TASK DESCRIPTION: In the material below, copy out word for word every line from the one that contains "indicate the metal" through the one that contains "[(333, 243)]", including both of those lines.

DATA PROVIDED:
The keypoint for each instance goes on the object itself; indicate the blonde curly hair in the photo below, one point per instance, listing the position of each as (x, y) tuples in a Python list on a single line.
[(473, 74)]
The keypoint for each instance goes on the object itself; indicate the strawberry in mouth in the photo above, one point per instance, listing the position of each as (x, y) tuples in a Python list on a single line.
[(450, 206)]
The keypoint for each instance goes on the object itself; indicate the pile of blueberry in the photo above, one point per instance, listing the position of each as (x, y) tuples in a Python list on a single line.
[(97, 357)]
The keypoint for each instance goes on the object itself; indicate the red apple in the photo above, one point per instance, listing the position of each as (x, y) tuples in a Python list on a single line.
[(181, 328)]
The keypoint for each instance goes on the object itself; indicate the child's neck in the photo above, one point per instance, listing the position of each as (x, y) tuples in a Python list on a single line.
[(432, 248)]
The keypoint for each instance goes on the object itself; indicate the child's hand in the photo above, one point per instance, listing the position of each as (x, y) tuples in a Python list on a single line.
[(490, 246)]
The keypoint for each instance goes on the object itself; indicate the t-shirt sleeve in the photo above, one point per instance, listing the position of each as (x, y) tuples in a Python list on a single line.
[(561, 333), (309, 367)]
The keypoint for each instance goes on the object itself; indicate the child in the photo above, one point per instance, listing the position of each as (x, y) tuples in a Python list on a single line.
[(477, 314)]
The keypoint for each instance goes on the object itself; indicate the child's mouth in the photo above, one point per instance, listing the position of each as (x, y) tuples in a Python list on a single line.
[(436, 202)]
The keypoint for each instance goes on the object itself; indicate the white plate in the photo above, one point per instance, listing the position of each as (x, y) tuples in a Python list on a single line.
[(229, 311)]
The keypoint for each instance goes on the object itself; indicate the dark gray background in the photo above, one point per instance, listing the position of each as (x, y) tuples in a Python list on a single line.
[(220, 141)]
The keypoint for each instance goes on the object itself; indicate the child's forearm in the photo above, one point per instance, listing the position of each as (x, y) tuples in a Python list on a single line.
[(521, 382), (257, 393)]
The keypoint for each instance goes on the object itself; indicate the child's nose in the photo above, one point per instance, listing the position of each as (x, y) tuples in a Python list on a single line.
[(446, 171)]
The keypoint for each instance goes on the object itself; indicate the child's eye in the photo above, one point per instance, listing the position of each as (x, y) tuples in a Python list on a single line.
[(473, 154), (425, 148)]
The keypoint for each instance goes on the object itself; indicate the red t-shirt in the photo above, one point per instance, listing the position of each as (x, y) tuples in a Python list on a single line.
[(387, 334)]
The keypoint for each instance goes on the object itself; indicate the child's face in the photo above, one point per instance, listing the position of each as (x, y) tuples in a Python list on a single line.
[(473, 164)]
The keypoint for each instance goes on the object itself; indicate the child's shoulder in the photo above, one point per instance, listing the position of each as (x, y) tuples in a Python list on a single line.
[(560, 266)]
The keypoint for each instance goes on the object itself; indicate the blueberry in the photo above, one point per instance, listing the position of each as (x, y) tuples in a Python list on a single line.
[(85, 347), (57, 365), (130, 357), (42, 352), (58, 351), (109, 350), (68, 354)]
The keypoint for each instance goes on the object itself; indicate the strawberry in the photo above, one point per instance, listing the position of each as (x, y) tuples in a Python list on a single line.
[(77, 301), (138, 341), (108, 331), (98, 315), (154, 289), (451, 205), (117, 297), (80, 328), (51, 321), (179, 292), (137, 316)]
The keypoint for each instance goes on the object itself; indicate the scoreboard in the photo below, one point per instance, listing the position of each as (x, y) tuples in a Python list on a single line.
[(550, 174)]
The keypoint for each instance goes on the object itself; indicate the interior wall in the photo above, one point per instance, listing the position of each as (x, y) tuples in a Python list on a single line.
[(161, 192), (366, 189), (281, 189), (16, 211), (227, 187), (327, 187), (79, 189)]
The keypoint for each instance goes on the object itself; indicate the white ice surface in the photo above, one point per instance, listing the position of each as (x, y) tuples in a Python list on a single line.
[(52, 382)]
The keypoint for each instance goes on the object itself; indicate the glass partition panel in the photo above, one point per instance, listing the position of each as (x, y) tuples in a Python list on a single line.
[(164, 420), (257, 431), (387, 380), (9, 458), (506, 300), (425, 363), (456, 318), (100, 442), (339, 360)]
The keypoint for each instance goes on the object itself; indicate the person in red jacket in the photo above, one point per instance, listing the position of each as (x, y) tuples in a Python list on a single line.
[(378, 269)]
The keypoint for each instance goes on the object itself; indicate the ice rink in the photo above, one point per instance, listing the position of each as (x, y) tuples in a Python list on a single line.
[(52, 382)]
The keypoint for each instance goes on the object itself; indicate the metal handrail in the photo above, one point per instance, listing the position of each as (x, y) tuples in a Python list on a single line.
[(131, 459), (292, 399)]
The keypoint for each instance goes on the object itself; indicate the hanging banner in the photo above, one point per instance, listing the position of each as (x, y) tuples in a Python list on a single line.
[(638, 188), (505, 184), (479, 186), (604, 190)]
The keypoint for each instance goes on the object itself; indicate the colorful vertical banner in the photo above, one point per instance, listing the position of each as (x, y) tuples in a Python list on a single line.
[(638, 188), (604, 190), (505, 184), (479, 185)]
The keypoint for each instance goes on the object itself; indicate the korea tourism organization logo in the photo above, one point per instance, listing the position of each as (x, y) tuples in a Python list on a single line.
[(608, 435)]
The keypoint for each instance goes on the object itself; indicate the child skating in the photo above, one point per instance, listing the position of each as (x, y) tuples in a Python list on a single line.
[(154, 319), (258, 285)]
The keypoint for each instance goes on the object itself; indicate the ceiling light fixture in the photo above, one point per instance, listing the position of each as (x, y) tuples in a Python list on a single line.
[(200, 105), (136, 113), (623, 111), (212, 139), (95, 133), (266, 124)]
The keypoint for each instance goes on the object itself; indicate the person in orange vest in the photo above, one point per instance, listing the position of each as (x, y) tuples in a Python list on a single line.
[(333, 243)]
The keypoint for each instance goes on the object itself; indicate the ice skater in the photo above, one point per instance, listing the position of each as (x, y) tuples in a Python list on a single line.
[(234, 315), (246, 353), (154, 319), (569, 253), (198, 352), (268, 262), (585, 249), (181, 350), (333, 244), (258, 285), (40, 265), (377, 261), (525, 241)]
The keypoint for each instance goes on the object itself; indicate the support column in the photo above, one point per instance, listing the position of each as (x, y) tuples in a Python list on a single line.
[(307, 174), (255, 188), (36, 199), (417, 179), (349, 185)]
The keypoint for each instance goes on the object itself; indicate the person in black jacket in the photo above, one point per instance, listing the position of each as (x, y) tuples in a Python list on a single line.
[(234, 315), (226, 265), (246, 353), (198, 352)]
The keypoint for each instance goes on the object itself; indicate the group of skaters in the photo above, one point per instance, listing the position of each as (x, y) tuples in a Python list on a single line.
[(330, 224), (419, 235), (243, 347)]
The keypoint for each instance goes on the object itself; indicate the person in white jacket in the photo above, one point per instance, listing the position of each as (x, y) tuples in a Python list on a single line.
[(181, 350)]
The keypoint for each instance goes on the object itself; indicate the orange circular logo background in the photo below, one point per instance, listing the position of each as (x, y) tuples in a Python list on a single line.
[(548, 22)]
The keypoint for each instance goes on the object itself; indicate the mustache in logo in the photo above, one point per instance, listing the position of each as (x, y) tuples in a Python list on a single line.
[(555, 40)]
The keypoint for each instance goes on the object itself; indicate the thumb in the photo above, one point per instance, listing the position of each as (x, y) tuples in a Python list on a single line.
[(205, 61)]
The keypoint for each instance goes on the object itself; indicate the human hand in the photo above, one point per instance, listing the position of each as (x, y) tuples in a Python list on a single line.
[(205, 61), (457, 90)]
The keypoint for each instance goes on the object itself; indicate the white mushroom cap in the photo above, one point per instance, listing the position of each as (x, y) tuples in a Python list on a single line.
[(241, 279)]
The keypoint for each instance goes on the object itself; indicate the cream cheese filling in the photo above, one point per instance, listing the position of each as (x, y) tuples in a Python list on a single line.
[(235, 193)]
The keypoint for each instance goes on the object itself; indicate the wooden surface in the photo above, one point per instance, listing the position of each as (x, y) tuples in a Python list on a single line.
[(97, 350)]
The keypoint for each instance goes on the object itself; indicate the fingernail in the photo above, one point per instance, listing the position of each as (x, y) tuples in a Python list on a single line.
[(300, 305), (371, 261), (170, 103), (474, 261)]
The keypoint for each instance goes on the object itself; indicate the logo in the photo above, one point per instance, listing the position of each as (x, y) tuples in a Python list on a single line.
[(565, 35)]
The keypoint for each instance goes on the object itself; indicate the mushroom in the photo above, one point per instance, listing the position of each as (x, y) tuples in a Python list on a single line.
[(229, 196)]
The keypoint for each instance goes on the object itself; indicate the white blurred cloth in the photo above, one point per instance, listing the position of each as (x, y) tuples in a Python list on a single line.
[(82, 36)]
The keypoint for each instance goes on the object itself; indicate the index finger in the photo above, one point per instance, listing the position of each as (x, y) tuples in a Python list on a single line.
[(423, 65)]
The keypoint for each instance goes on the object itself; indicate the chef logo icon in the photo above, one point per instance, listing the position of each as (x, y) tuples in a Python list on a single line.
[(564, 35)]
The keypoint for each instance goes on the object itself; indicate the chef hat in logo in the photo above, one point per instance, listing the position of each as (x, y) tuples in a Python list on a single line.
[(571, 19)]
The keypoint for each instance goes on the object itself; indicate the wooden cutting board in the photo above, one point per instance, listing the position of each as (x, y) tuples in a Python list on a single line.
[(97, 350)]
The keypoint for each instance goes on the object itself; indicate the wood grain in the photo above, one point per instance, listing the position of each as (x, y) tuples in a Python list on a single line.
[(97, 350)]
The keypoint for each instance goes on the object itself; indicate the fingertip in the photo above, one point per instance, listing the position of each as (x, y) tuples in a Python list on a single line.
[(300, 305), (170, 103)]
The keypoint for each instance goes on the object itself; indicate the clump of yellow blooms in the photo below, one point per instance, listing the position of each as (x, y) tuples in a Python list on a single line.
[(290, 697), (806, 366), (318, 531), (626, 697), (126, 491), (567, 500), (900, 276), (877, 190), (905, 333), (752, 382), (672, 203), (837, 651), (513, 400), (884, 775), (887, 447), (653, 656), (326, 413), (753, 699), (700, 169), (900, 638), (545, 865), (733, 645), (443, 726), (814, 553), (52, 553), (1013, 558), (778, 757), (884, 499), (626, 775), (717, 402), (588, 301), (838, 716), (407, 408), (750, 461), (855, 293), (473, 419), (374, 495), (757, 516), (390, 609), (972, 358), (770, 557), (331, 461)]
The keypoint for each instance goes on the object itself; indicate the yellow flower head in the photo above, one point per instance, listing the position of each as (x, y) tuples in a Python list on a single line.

WRITTEN SOLUTION:
The keypoint for each instance goes on the object itself; indicate the metal handrail in the photo above, one point per instance, listing the position of each as (x, y) tuples in a Python list on a single line.
[(131, 459), (292, 399)]
The keypoint for each instance goes on the object itself; indicate the hanging banner in the photo above, one point per instance, listing the position of each as (x, y) tuples in a Python list on a single line.
[(638, 188), (505, 184), (479, 186), (604, 190)]
The keypoint for each instance goes on the object itself; indicate the colorful vertical banner in the photo above, one point per instance, listing the position of each as (x, y) tuples in a Python list on a single line.
[(638, 188), (604, 190), (505, 184), (479, 185)]
The keypoint for each instance goes on the object itself; indicate the korea tourism organization logo in the photo above, one point per instance, listing the position of each as (x, y) tuples in a Python list on a single line.
[(608, 435)]
The keypoint for each instance goes on the object itself; indicate the child skating in the photo above, one point per instance, listing the position of each as (x, y) tuples in a Python list on a single line.
[(154, 319), (258, 285)]
The keypoint for each instance goes on the object itself; indicate the ceiling light fixture in the photo above, one point per instance, listing the position of each as (x, y) tuples in a Python list on a single line.
[(200, 105), (136, 113), (623, 111), (212, 139), (95, 133), (266, 124)]
The keypoint for each instance goes on the object itself; indicate the person in orange vest in the photo above, one point per instance, listing the position of each as (x, y) tuples in a Python list on a single line.
[(333, 243)]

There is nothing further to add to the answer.